--- REQUIREMENTS ---
Reproduce the listing below line for line, with no changes.

--- SUPPLIED DATA ---
****************

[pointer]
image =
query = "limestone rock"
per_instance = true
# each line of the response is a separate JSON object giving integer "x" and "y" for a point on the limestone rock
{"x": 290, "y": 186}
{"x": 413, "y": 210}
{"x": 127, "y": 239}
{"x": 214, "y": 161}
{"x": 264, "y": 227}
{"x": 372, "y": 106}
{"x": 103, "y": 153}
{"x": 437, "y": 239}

****************

--- ANSWER TO THIS EXERCISE ---
[pointer]
image =
query = "limestone rock"
per_instance = true
# each line of the response is a separate JSON object giving integer "x" and "y" for a point on the limestone rock
{"x": 290, "y": 186}
{"x": 413, "y": 210}
{"x": 127, "y": 239}
{"x": 214, "y": 161}
{"x": 264, "y": 227}
{"x": 372, "y": 106}
{"x": 103, "y": 153}
{"x": 437, "y": 239}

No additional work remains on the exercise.